▶ Text excerpt:
•••

Welcome to DU! The truly grassroots left-of-center political community where regular people, not algorithms, drive the discussions and set the standards. Join the community: Create a free account Support DU (and get rid of ads!): Become a Star Member Latest Breaking News Editorials & Other Articles General Discussion The DU Lounge All Forums Issue Forums Culture Forums Alliance Forums Region Forums Support Forums Help & Search

RiverLover

(7,830 posts)
3. I think alot of damage has occurred from Republicans passing themselves off as Democrats.
Sun Jan 25, 2015, 06:07 PM
Jan 2015

To our party and to our country...and to our planet.

And the switch we saw between candidate Obama & president Obama only echoed what happened with the previous Democratic president~

...As one of them said to the Washington Post recently, inequality “just didn’t exist then as a public issue.”

But of course it did. It existed then more sensationally than at any time until the second George Bush brought it back in full force in 2008. In 1992 the country was basically in flames over the economic effects of Reaganism. That year, Jerry Brown, Ross Perot, Pat Buchanan and, yes, Bill Clinton all ran as populists who would rescue the declining middle class by one method or another. On the campaign trail, Clinton reportedly carried with him and quoted from a copy of a three-alarm best-seller called “America: What Went Wrong?” Get it off the shelf today and you’ll find that its first two sentences run as follows: “The wage and salary structure of American business, encouraged by federal tax policies, is pushing the nation toward a two-class society. The top 4 percent make as much as the bottom half of U.S. workers.” And here are the first few paragraphs of a New York Times story that ran in May of 1992:

When Bill Clinton wants to galvanize his audience, he thunders from the podium that the top 1 percent of families got 60 percent of the gains from economic growth during the 1980s and owns more wealth than the bottom 90 percent.

•••

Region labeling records
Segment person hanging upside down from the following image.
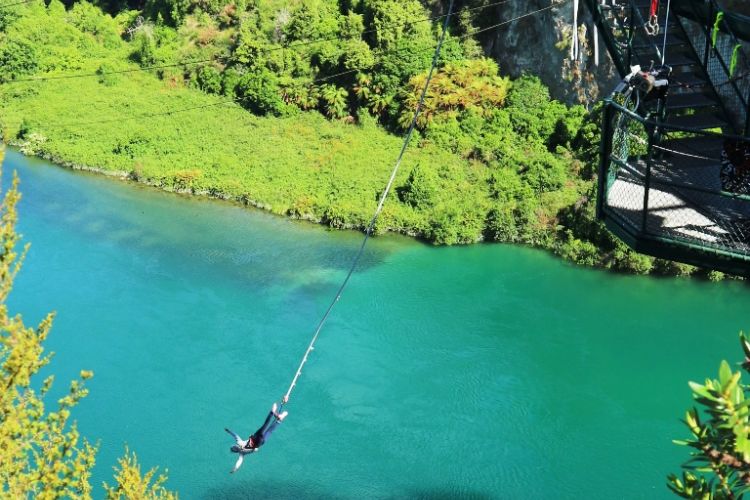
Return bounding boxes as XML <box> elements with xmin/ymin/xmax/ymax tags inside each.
<box><xmin>224</xmin><ymin>403</ymin><xmax>289</xmax><ymax>472</ymax></box>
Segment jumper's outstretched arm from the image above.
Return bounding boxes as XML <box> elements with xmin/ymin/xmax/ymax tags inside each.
<box><xmin>224</xmin><ymin>427</ymin><xmax>245</xmax><ymax>446</ymax></box>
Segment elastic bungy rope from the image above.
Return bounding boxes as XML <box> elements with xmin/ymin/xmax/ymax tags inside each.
<box><xmin>279</xmin><ymin>0</ymin><xmax>454</xmax><ymax>411</ymax></box>
<box><xmin>645</xmin><ymin>0</ymin><xmax>659</xmax><ymax>36</ymax></box>
<box><xmin>729</xmin><ymin>43</ymin><xmax>742</xmax><ymax>78</ymax></box>
<box><xmin>661</xmin><ymin>0</ymin><xmax>672</xmax><ymax>66</ymax></box>
<box><xmin>711</xmin><ymin>11</ymin><xmax>724</xmax><ymax>48</ymax></box>
<box><xmin>594</xmin><ymin>0</ymin><xmax>607</xmax><ymax>66</ymax></box>
<box><xmin>570</xmin><ymin>0</ymin><xmax>579</xmax><ymax>61</ymax></box>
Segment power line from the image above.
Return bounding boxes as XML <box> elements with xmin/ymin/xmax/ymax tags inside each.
<box><xmin>0</xmin><ymin>0</ymin><xmax>513</xmax><ymax>84</ymax></box>
<box><xmin>13</xmin><ymin>0</ymin><xmax>555</xmax><ymax>128</ymax></box>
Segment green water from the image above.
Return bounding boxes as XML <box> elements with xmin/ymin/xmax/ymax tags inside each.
<box><xmin>5</xmin><ymin>152</ymin><xmax>750</xmax><ymax>499</ymax></box>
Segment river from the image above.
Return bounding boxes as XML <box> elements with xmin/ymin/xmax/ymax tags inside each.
<box><xmin>4</xmin><ymin>151</ymin><xmax>750</xmax><ymax>499</ymax></box>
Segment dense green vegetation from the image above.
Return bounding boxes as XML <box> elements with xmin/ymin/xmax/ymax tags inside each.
<box><xmin>668</xmin><ymin>334</ymin><xmax>750</xmax><ymax>500</ymax></box>
<box><xmin>0</xmin><ymin>149</ymin><xmax>177</xmax><ymax>500</ymax></box>
<box><xmin>0</xmin><ymin>0</ymin><xmax>719</xmax><ymax>277</ymax></box>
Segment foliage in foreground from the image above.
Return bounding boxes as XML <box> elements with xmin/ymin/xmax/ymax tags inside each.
<box><xmin>0</xmin><ymin>146</ymin><xmax>176</xmax><ymax>499</ymax></box>
<box><xmin>668</xmin><ymin>334</ymin><xmax>750</xmax><ymax>500</ymax></box>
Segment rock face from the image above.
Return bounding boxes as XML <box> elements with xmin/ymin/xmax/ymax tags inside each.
<box><xmin>480</xmin><ymin>0</ymin><xmax>619</xmax><ymax>106</ymax></box>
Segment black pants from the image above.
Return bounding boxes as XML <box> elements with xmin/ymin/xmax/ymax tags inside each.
<box><xmin>251</xmin><ymin>411</ymin><xmax>279</xmax><ymax>448</ymax></box>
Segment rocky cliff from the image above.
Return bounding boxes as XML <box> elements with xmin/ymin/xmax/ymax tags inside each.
<box><xmin>480</xmin><ymin>0</ymin><xmax>618</xmax><ymax>105</ymax></box>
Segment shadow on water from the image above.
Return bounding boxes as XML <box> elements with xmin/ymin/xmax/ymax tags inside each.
<box><xmin>199</xmin><ymin>480</ymin><xmax>496</xmax><ymax>500</ymax></box>
<box><xmin>199</xmin><ymin>480</ymin><xmax>346</xmax><ymax>500</ymax></box>
<box><xmin>3</xmin><ymin>149</ymin><xmax>406</xmax><ymax>293</ymax></box>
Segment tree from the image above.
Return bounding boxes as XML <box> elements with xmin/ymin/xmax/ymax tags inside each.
<box><xmin>0</xmin><ymin>146</ymin><xmax>175</xmax><ymax>499</ymax></box>
<box><xmin>667</xmin><ymin>333</ymin><xmax>750</xmax><ymax>500</ymax></box>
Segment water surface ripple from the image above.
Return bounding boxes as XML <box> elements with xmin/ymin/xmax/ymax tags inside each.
<box><xmin>5</xmin><ymin>152</ymin><xmax>750</xmax><ymax>499</ymax></box>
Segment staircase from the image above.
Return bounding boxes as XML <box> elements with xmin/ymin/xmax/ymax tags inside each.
<box><xmin>584</xmin><ymin>0</ymin><xmax>750</xmax><ymax>276</ymax></box>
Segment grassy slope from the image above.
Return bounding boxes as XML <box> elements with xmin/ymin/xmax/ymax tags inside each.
<box><xmin>0</xmin><ymin>69</ymin><xmax>506</xmax><ymax>236</ymax></box>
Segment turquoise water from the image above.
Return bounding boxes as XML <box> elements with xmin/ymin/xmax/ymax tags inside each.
<box><xmin>5</xmin><ymin>152</ymin><xmax>750</xmax><ymax>499</ymax></box>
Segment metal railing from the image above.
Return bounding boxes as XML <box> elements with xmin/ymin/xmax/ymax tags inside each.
<box><xmin>672</xmin><ymin>0</ymin><xmax>750</xmax><ymax>135</ymax></box>
<box><xmin>597</xmin><ymin>99</ymin><xmax>750</xmax><ymax>272</ymax></box>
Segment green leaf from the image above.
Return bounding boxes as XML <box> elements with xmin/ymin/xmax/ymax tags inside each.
<box><xmin>719</xmin><ymin>360</ymin><xmax>732</xmax><ymax>391</ymax></box>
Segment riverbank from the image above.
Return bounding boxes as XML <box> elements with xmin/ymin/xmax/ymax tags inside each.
<box><xmin>5</xmin><ymin>146</ymin><xmax>750</xmax><ymax>498</ymax></box>
<box><xmin>0</xmin><ymin>1</ymin><xmax>721</xmax><ymax>279</ymax></box>
<box><xmin>0</xmin><ymin>69</ymin><xmax>587</xmax><ymax>244</ymax></box>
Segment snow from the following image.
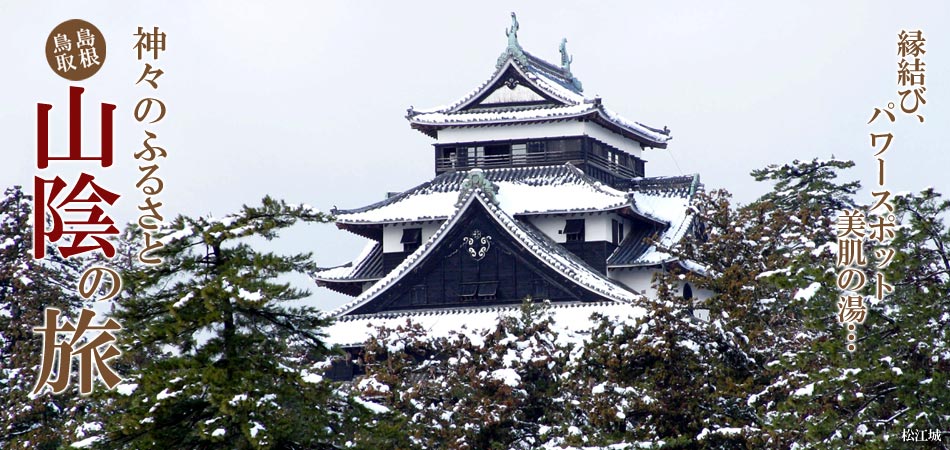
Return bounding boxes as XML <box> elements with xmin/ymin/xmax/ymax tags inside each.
<box><xmin>337</xmin><ymin>166</ymin><xmax>628</xmax><ymax>223</ymax></box>
<box><xmin>326</xmin><ymin>302</ymin><xmax>647</xmax><ymax>346</ymax></box>
<box><xmin>411</xmin><ymin>103</ymin><xmax>597</xmax><ymax>125</ymax></box>
<box><xmin>155</xmin><ymin>388</ymin><xmax>181</xmax><ymax>401</ymax></box>
<box><xmin>172</xmin><ymin>292</ymin><xmax>195</xmax><ymax>308</ymax></box>
<box><xmin>332</xmin><ymin>189</ymin><xmax>642</xmax><ymax>317</ymax></box>
<box><xmin>792</xmin><ymin>383</ymin><xmax>815</xmax><ymax>397</ymax></box>
<box><xmin>238</xmin><ymin>288</ymin><xmax>264</xmax><ymax>302</ymax></box>
<box><xmin>353</xmin><ymin>397</ymin><xmax>389</xmax><ymax>414</ymax></box>
<box><xmin>115</xmin><ymin>383</ymin><xmax>139</xmax><ymax>395</ymax></box>
<box><xmin>313</xmin><ymin>239</ymin><xmax>381</xmax><ymax>280</ymax></box>
<box><xmin>794</xmin><ymin>281</ymin><xmax>821</xmax><ymax>301</ymax></box>
<box><xmin>69</xmin><ymin>436</ymin><xmax>102</xmax><ymax>448</ymax></box>
<box><xmin>491</xmin><ymin>368</ymin><xmax>521</xmax><ymax>387</ymax></box>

•••

▶ Direction 1: In the forum post, what best-seller did Clinton reportedly carry with him on the campaign trail?
▶ Direction 2: Reproduce the passage of the forum post between "When Bill Clinton" and "bottom 90 percent.", inclusive.

▶ Complete output 1: “America: What Went Wrong?”

▶ Complete output 2:
When Bill Clinton wants to galvanize his audience, he thunders from the podium that the top 1 percent of families got 60 percent of the gains from economic growth during the 1980s and owns more wealth than the bottom 90 percent.